-- Exercise goal --
According to the forum post below, which bridge chip does the lsusb output show?

-- Selected extract --
══════
Believe it or not, that's not the worst of it! I purchased this enclosure and SSD specifically since they are mentioned as compatible by the RaspiBlitz (a bitcoin pi node) team, and in fact their site has direct amazon referral links for it at https://github.com/rootzoll/raspiblitz

Plus, here is my lsusb output:

Bus 002 Device 002: ID 174c:1153 ASMedia Technology Inc. ASM1153 SATA 3Gb/s bridge

The ASM1153 is mentioned as "a really common one that works well with the Pi" by the good/bad adapter list https://jamesachambers.com/raspberry-pi-4-usb-boot-config-guide-for-ssd-flash-drives/ which is referenced by PiNodeXMR's compatability section! https://github.com/monero-ecosystem/PiNode-XMR/wiki/Hardware#considerations

So I don't know how or why this is happening, maybe they spun a new revision of the silicon or I got a "fake" rebranded one or something? I only tried downgrading the protocol because nothing else worked. It may be worthwhile to add a note about this in the documentation, I did try two completely different enclosures (purchased at the same time) and pi boards, so it's not a one-off in that sense.

In any case I appreciate your help in trying to debug the problem and will throw a tip your way for maintaining this project for the community. Thanks!
══════
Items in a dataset
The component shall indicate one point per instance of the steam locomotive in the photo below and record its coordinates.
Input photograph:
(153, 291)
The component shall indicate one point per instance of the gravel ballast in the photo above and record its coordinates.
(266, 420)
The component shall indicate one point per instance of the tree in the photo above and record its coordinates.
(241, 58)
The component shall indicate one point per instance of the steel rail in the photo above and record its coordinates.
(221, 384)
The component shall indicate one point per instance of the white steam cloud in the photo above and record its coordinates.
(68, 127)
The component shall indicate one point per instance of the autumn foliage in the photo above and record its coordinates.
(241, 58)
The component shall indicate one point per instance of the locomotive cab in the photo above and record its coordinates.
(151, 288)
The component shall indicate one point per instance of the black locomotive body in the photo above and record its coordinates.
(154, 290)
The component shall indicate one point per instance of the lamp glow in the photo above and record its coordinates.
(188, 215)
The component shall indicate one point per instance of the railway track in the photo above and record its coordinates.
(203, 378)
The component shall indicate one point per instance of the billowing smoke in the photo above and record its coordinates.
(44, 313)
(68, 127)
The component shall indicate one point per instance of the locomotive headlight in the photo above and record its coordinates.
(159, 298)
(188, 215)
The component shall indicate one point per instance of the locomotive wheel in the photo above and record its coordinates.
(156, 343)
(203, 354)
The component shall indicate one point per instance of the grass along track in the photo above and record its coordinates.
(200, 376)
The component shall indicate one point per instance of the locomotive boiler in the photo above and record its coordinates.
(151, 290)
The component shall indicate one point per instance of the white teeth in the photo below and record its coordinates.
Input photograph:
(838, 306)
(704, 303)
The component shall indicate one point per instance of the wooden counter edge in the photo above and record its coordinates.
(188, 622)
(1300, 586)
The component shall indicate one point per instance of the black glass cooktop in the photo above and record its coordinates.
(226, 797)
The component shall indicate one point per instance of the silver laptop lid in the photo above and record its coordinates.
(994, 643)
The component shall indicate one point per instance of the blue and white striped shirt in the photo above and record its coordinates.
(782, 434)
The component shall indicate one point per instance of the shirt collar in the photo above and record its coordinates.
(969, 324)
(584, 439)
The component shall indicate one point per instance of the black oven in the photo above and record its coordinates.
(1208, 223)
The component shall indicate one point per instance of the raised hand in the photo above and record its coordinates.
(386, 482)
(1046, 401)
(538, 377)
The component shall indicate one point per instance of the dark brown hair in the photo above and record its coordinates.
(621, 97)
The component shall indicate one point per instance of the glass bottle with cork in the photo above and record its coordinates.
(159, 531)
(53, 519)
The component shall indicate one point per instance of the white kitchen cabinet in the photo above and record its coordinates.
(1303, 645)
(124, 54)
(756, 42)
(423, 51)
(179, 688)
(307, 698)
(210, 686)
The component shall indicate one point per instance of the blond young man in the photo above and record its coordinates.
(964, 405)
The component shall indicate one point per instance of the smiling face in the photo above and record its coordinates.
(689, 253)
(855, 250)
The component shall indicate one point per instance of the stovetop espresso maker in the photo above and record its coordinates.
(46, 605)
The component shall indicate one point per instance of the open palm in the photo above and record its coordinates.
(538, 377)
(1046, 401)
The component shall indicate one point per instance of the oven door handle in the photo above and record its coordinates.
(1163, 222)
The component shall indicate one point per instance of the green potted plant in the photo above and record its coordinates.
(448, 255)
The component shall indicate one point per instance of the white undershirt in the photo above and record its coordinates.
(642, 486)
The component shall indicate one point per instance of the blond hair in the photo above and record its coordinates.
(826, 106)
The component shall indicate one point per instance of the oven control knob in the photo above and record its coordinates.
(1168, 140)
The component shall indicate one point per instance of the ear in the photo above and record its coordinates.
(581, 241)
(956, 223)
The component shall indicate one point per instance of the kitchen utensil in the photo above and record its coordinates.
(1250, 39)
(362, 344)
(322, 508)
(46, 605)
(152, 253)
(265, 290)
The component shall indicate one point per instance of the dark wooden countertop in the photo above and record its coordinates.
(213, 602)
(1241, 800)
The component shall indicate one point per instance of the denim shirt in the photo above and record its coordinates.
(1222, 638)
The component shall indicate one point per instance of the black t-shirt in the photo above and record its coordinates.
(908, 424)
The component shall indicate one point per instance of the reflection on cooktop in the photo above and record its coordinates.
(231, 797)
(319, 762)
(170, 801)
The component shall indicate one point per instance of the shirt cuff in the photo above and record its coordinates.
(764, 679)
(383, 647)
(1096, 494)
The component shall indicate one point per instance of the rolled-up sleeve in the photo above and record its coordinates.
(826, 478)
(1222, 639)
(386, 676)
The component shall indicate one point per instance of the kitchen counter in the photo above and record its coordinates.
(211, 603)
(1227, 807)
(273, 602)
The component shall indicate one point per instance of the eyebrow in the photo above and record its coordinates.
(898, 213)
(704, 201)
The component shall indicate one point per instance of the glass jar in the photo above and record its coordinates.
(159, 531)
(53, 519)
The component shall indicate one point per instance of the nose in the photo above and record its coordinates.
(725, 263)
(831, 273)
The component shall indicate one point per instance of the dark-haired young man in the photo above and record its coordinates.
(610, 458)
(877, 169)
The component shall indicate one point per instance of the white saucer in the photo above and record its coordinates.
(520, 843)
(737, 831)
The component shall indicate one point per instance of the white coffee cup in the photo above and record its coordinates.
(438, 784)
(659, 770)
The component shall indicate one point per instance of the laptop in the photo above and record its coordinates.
══════
-- Output for this exercise --
The ASMedia Technology ASM1153 SATA 3Gb/s bridge.